• [Work to be completed]
Render the following material again verbatim, leaving nothing out.

[Pointing records]
┄┄┄┄┄┄┄┄┄┄┄┄┄┄┄┄┄┄┄┄
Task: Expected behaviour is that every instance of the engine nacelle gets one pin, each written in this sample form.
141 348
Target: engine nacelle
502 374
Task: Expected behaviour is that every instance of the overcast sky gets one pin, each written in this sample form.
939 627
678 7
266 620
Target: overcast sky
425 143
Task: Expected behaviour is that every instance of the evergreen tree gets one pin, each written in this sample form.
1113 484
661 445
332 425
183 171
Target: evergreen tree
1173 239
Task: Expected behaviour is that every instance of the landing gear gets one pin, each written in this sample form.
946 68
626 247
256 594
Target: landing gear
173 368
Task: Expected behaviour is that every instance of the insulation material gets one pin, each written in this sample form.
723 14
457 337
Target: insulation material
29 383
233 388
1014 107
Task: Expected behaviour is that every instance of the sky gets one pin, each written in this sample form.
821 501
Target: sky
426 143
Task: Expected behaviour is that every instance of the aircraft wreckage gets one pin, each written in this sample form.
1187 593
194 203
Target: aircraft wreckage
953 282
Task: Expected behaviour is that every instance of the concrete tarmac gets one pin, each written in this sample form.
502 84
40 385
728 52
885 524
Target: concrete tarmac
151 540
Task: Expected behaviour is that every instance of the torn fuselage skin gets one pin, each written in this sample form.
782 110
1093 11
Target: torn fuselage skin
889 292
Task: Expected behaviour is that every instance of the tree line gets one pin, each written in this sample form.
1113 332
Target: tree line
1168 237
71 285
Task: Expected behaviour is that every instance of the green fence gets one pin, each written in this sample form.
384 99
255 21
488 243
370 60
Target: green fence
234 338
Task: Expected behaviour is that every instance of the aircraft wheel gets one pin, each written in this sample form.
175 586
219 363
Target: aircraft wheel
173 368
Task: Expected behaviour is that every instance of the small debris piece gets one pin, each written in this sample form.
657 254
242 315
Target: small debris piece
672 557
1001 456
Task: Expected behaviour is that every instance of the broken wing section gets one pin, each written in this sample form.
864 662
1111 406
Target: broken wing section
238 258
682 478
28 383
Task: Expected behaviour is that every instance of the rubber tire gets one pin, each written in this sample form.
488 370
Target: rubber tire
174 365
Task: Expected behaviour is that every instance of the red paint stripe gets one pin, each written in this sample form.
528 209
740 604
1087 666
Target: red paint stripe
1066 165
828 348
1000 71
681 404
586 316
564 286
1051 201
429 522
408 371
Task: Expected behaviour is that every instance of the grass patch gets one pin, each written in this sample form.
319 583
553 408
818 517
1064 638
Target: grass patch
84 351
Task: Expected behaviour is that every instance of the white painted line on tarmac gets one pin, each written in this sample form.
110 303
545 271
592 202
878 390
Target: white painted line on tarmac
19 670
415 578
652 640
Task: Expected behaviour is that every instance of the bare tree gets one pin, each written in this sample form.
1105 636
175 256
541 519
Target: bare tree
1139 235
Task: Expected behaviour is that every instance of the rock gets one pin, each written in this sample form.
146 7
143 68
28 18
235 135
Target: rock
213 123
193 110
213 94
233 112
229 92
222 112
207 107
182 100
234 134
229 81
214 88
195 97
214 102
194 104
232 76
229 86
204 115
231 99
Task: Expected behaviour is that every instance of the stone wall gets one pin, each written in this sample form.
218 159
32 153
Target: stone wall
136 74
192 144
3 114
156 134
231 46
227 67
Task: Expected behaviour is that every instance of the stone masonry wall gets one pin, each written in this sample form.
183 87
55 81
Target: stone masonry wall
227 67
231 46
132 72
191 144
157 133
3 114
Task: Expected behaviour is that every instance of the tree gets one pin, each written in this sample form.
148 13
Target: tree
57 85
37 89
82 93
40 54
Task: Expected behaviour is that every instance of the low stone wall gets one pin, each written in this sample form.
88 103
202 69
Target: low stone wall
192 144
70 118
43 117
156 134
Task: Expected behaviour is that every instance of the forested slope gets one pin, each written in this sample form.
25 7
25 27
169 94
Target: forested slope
┄┄┄┄┄┄┄┄┄┄┄┄┄┄┄┄┄┄┄┄
• [Exercise output]
Task: Expected behaviour is that every instance of the engine nacelle gets one pin, each written in this sample form.
141 348
Target: engine nacelle
502 374
Task: Expected behaviour is that every instance of the overcast sky gets one pin, each written in this sample form.
939 627
678 7
266 620
Target: overcast sky
425 143
Task: Expected behaviour is that every instance of the evergreen tree gets one pin, each written in this sample form.
1113 484
661 445
332 425
183 171
Target: evergreen tree
1173 239
Task: Expected behaviour is that every instance of the landing gear gets one pin, each written in this sample form.
946 68
626 247
256 594
Target: landing gear
173 368
Task: Expected behaviour is that every instance of the insulation material gets one pin, each written in this sample form.
723 14
457 337
Target: insulation material
29 383
233 388
1014 107
Task: Expected behaviour is that every instance of the sky gets one pin, each written in this sample form.
821 501
Target: sky
426 143
Task: Expected behaviour is that every instance of the aircraft wreckage gets one pin, each written in this sample form.
1187 593
194 203
Target: aircraft wreckage
953 282
Task: Expected behaviour is that every instance of the concrete tarmac gets one pin, each written in this sample form.
502 84
40 385
728 52
885 524
Target: concrete tarmac
151 540
Task: Expected behaviour is that every instance of the torn fuselage skin gets one pin, each written in this sample form.
782 110
1093 11
Target: torn fuselage skin
889 292
Task: Expected behaviour is that every instance of the tree line gets one pin, each written in this sample form.
1113 332
Target: tree line
1168 237
71 285
Task: Expected behaviour is that every instance of the green fence gets one pin, each written in this sample form.
384 99
255 21
488 243
370 60
Target: green fence
234 338
Task: Expected behaviour is that every instance of the aircraft wheel gets one pin, each written in this sample form.
175 586
219 363
Target: aircraft wheel
173 368
Task: Expected behaviour is that every instance of the small debris piece gets one pin, each written in this sample form.
657 254
242 315
Target: small debris piece
672 557
1001 456
Task: Expected behaviour is that every instance of the broken wing section gets one pin, each written in this sample form.
864 662
1111 406
Target: broken wing section
238 258
682 478
28 383
Task: Expected behaviour is that every instance of the rubber tire gets one pin, each written in this sample form.
488 370
Target: rubber tire
174 365
Task: Expected behaviour is that every instance of the red paint stripe gets one pin, each written in this sample form.
528 209
740 604
1087 666
Target: red paint stripe
1066 165
828 348
1000 71
681 404
586 316
564 286
1051 201
429 522
408 371
Task: Expected behaviour is that every instance of the grass patch gets one pin, each written in this sample form.
319 583
553 408
818 517
1064 638
Target: grass patch
84 351
Task: Expected behaviour is that every instance of the white painted line on tarmac gets one pin, each written in this sample form.
110 303
545 271
592 202
878 390
Target: white painted line on tarmac
19 670
415 578
652 640
Task: Expected behaviour is that every instance of the bare tree gets one pin, each written in this sample form.
1105 636
175 256
541 519
Target: bare tree
1139 235
Task: Expected behaviour is that every instance of the rock gets one pin, each written in this sample form.
146 7
143 68
28 18
235 135
Target: rock
213 123
193 110
213 94
233 112
229 92
222 112
207 107
182 100
234 134
229 81
214 88
195 97
214 102
194 104
232 76
229 86
204 115
231 99
Task: Expected behaviour is that every instance of the stone wall gets one pin, each written in this sample form.
218 159
32 153
Target: stone wall
136 74
192 144
3 114
156 134
231 46
227 67
Task: Expected behaviour is that every instance of the stone masonry wall gets one pin, each written in this sample form.
183 87
55 81
Target: stone masonry wall
227 67
231 46
132 72
191 144
157 133
3 114
Task: Expected behaviour is that every instance of the tree gets one pin, each written in this sample form.
148 13
Target: tree
57 85
37 89
82 93
40 54
Task: Expected behaviour is that every instance of the low stone wall gets one pin, each written in this sample form.
88 103
202 69
Target: low stone wall
192 144
70 118
43 117
156 134
Task: Expected behaviour is that every instance of the forested slope gets one pin, each written in this sample form.
25 7
25 27
169 94
Target: forested slope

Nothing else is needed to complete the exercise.